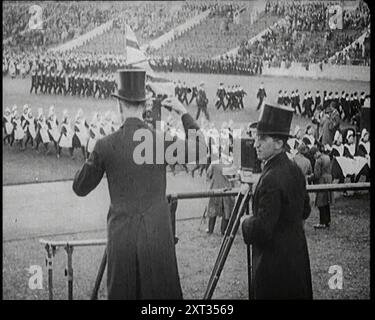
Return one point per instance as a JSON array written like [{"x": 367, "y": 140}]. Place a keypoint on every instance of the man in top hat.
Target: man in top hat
[
  {"x": 281, "y": 266},
  {"x": 140, "y": 251},
  {"x": 202, "y": 102},
  {"x": 220, "y": 93},
  {"x": 261, "y": 94},
  {"x": 194, "y": 93}
]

Instructions for the task
Copy every line of the records above word for word, leaving out the pictures.

Worked answer
Return one point per instance as a JSON array written like [{"x": 367, "y": 140}]. Place a keypoint on every instance of the man in top hat.
Target: man in top hat
[
  {"x": 281, "y": 266},
  {"x": 140, "y": 251},
  {"x": 202, "y": 102},
  {"x": 220, "y": 93},
  {"x": 261, "y": 94},
  {"x": 194, "y": 93}
]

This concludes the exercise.